:: The data

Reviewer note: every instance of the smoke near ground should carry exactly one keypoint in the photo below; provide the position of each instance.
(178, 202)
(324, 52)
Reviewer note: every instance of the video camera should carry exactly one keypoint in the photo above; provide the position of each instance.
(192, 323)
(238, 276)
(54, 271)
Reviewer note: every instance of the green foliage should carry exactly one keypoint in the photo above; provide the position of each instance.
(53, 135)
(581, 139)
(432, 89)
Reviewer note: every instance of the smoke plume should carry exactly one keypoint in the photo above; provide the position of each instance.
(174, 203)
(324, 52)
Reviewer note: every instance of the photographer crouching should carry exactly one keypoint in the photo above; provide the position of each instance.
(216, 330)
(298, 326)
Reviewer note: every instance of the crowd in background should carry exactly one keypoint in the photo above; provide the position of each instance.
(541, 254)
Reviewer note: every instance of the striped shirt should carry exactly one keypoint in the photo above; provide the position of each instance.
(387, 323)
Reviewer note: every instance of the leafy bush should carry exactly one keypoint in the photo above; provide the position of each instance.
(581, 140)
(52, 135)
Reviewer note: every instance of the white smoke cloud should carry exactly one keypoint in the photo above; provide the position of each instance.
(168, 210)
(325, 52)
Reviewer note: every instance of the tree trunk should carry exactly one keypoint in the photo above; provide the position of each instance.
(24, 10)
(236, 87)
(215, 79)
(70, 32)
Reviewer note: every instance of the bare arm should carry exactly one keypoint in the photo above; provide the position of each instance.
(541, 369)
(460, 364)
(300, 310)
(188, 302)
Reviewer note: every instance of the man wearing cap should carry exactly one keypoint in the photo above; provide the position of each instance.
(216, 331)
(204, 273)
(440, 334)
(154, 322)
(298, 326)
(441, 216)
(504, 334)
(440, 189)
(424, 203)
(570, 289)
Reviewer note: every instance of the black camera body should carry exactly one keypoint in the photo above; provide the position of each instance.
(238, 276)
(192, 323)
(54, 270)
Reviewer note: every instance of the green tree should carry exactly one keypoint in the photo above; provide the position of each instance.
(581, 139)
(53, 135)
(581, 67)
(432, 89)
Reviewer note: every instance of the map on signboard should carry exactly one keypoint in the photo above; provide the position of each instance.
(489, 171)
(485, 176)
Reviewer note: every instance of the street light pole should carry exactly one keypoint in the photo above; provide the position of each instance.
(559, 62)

::::

(The task): Copy all the rows above with "keypoint" renamed to "marker", keeping everything else unchanged.

(Output for this task):
Reviewer note: every instance of the smoke near ground should carry exactly one marker in the photo below; provide the position of each instance.
(178, 202)
(324, 52)
Reviewer note: every instance of the video camera should carry exactly one marker in the photo above; provide the position of each instance.
(192, 323)
(238, 276)
(54, 271)
Reviewer note: every instance of the green foliage should carry exactly one marker in the photo above; provide the position of each instance.
(53, 135)
(581, 139)
(432, 89)
Reviewer note: every instance of the smoke plume should carry exactly one marker in the photo above; provide the position of each instance.
(174, 203)
(324, 52)
Reviewer note: every instance of the photographer crouching should carry exactly one marker in the photo above; provide the position of each instance.
(216, 330)
(298, 326)
Reviewer note: every instance of the crowd in background should carry exactly one marker in the photo above; provide the position of each instance.
(541, 254)
Reviewer note: every instance of the striped shirt should carry exactly one marker in the photo above; provide the position of each instance.
(387, 323)
Reviewer note: every instance of the leafy bush should carry exactly one marker in the photo above; provide the position of each instance.
(581, 140)
(52, 135)
Reviewer note: every instance of the white smoke cloud should carry exactly one marker in the photo above; provide the position of each instance.
(168, 210)
(325, 52)
Reviewer note: every instance of the tree trunk should carry exactly one marker in the photo above; provide the position of each instance.
(24, 10)
(236, 87)
(215, 79)
(70, 32)
Reviewer note: every instance of the bare arm should carry exactly one marker in the photo above; provide the position of each instance.
(541, 369)
(460, 364)
(300, 310)
(188, 302)
Reviewer note: every instance of the man wearing cap should carry exactly one marker in the photo above; provide the position of each instance.
(216, 331)
(204, 273)
(440, 334)
(154, 322)
(298, 326)
(441, 216)
(504, 334)
(440, 189)
(424, 203)
(570, 289)
Reviewer note: every instance of the black camera body should carry exactly one marker in the photo above; provide the position of each instance.
(238, 276)
(192, 323)
(54, 270)
Reviewer note: every instance of the green tree should carry exactly one marker in the photo above; provide the position of each instance.
(581, 139)
(53, 135)
(581, 67)
(432, 89)
Reviewer note: every instance of the map on signboard should carry exactly one marker in the photo above; provide the position of each instance.
(489, 171)
(485, 176)
Reviewer note: every instance of the street light pole should carry exactly one marker in the photo above; provide the position of each instance.
(559, 62)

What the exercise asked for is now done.